Each entry has to be copied exactly, with nothing missed.

### Records
===============

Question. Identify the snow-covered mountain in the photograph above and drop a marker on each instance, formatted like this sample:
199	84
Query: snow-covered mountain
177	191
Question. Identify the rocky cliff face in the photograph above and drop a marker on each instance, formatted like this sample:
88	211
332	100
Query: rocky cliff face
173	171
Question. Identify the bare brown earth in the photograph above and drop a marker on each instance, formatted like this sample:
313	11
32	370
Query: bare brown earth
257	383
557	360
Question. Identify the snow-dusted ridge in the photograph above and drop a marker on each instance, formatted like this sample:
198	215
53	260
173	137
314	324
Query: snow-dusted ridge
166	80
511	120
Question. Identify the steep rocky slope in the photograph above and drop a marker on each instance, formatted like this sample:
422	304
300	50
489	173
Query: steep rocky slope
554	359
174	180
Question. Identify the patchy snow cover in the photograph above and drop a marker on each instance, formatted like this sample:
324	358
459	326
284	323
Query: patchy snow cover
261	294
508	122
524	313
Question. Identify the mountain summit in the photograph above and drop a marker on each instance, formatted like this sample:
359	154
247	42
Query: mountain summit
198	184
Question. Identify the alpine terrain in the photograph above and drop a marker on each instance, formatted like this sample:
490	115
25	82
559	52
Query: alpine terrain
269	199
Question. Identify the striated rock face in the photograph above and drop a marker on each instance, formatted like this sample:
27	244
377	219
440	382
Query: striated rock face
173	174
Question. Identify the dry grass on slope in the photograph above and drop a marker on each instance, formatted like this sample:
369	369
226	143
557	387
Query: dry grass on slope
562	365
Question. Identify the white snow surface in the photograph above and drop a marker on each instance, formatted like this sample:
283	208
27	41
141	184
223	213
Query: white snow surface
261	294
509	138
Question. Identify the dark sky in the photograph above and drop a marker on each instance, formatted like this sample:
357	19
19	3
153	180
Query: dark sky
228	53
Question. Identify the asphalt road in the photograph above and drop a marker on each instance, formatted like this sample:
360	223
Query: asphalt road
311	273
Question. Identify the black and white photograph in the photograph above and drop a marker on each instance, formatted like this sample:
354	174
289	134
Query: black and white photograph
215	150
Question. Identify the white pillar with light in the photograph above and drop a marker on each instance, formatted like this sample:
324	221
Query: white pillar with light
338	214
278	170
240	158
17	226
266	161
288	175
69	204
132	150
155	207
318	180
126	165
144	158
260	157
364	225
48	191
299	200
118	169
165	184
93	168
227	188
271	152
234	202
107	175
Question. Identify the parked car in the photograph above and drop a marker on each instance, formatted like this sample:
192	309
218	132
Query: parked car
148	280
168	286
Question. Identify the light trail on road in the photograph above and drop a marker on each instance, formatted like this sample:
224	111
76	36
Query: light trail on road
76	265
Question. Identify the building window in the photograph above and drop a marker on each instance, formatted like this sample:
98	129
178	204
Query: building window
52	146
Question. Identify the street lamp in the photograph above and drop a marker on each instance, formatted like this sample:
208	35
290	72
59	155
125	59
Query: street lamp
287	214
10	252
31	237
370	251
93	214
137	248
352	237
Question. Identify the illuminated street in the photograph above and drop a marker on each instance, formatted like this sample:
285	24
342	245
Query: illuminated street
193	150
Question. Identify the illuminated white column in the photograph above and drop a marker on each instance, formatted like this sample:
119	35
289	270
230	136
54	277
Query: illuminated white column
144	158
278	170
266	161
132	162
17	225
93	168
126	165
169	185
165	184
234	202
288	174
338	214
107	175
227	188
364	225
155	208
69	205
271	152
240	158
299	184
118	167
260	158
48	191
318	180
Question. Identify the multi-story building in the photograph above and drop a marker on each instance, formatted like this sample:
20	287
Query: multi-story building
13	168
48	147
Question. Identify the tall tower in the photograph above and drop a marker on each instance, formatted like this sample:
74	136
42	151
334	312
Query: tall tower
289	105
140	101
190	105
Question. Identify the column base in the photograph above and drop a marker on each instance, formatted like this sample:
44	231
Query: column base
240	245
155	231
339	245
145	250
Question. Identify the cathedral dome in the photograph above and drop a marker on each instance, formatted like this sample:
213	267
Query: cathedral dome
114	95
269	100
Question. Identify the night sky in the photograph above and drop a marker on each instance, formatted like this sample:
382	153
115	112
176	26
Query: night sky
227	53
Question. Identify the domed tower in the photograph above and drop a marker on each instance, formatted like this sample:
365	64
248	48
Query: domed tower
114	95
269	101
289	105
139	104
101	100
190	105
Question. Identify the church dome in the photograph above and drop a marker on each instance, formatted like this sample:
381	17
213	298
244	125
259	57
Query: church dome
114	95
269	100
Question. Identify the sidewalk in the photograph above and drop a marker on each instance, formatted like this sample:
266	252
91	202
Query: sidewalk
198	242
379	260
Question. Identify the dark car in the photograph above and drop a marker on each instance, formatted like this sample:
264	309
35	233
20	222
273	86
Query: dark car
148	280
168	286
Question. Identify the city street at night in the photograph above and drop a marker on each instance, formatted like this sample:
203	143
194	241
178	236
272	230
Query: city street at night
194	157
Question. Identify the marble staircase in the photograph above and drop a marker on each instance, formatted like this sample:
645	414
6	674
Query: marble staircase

===============

### RESULT FOR THIS TASK
Question. Identify the snow-covered mountain in the photograph above and drop a marker on each instance, formatted like this sample:
199	84
Query: snow-covered mountain
177	191
Question. Identify the rocky cliff face in the photograph above and drop a marker on each instance, formatted like this sample:
88	211
332	100
Query: rocky cliff face
173	171
Question. Identify the bare brown earth in the photograph above and drop a marker on each instance, formatted like this sample:
313	11
32	370
Query: bare brown earth
257	383
557	360
Question. Identify the snow-dusted ridge in the photograph above and drop a marker on each instance, formatted like this sample:
198	215
53	260
173	137
314	324
Query: snow-dusted ridge
166	80
511	120
Question. Identify the steep rocky slope in the photograph above and drop a marker on each instance, formatted like this sample:
422	304
300	50
489	173
Query: steep rocky slope
554	359
174	180
Question. Identify the patchy snow cover in the photograph above and drop a marker on each instance, formatted like this sample:
324	358
459	326
284	323
Query: patchy snow cover
261	294
508	122
524	313
Question. Identify the mountain summit in the photograph above and drop a marker on each instance, formatted like this sample:
359	154
247	42
Query: mountain summit
198	184
Question. Identify the alpine terrain in the photograph above and drop a marker on each instance, formatted like this sample:
490	115
25	82
559	52
Query: alpine terrain
269	199
Question. Identify the striated rock face in the photograph above and drop a marker on each instance, formatted like this sample:
27	244
377	219
440	382
Query: striated rock face
173	174
Question. Identify the dry grass on slope in the photograph above and drop a marker on each instance, formatted like this sample:
369	369
226	143
557	387
Query: dry grass on slope
562	365
Question. Identify the white snow surface in the photograph above and drop a marker on each instance, formatted like this sample:
283	208
27	41
141	184
223	213
Query: white snow surface
261	294
509	138
Question. Identify the dark sky in the photograph above and drop a marker on each instance, formatted like this sample:
357	19
19	3
153	180
Query: dark sky
228	53
Question. Identify the asphalt road in the photograph above and drop a marker on each instance, formatted like this sample:
360	223
Query: asphalt road
311	273
Question. Identify the black and white photograph in the photograph above and drop a marker on each instance, formatted like this sample:
354	174
289	134
Query: black and white photograph
215	150
Question. Identify the white pillar with light in the photograph above and drop a marker on each instance, formatted like this sample:
324	221
Query: white pillar with light
338	214
278	170
240	158
17	226
266	161
288	175
69	204
132	150
155	207
318	180
126	165
144	158
260	157
364	225
48	191
299	200
118	169
165	184
93	168
227	188
271	152
234	202
107	175
Question. Identify the parked car in the photograph above and drop a marker on each instance, formatted like this sample:
192	309
218	132
Query: parked car
148	280
168	286
Question. Identify the light trail on road in the photograph above and drop a marker on each instance, formatted like this sample:
224	111
76	36
Query: light trail on road
76	265
Question. Identify the building window in the photograph above and drop a marker on each instance, formatted like this sample:
98	129
178	204
Query: building window
52	146
Question. Identify the street lamp in the photograph above and drop a marker on each instance, formatted like this sample:
208	35
290	72
59	155
125	59
Query: street lamp
287	214
10	252
31	237
370	251
93	214
137	248
352	237
Question. Identify the illuminated street in the photograph above and drop a marker on each instance, formatted like this sample:
285	24
342	245
Query: illuminated street
193	150
Question. Identify the illuminated white column in the photograph above and drop a marker on each instance, formatted like this sample:
119	35
289	270
230	136
54	277
Query: illuminated white column
144	158
278	170
266	161
132	162
17	225
93	168
126	165
169	185
165	184
234	202
288	174
338	214
107	175
227	188
364	225
155	208
69	205
271	152
240	158
299	184
118	167
260	158
48	191
318	180
Question. Identify the multi-story building in the photograph above and drop a marker on each instance, formatted like this sample:
20	287
Query: multi-story building
13	168
48	147
Question. Identify the tall tower in the photograph above and drop a marker on each instance, formatted like this sample:
74	136
42	151
334	312
Query: tall tower
289	105
140	101
190	105
Question. Identify the column base in the photograph above and drop a marker on each instance, formatted like this sample:
44	231
Query: column base
240	245
155	231
339	245
145	250
Question. Identify the cathedral dome in the photograph above and drop a marker on each instance, formatted like this sample:
213	267
Query: cathedral dome
114	95
269	100
Question. Identify the night sky in the photograph above and drop a marker on each instance, formatted like this sample:
382	153
115	112
176	26
Query: night sky
227	53
Question. Identify the domed tower in the photograph above and drop a marker on each instance, formatted like this sample:
365	64
248	48
Query: domed tower
114	95
269	101
289	105
139	104
101	100
190	105
Question. Identify the church dome in the photograph above and drop a marker on each instance, formatted like this sample:
381	17
213	298
244	125
259	57
Query: church dome
114	95
269	100
Question. Identify the sidewalk in the photograph above and drop a marker on each instance, formatted like this sample:
266	252
91	202
Query: sidewalk
198	242
379	260
Question. Identify the dark car in the photograph above and drop a marker on each instance, formatted like this sample:
264	309
35	233
20	222
273	86
Query: dark car
148	280
168	286
Question. Identify the city street at night in the photograph above and drop a marker on each instance, formatted like this sample:
203	143
194	241
178	236
272	230
Query: city street at night
194	157
Question. Identify the marble staircase in the photograph above and drop a marker on each instance, formatted like this sample:
645	414
6	674
Query: marble staircase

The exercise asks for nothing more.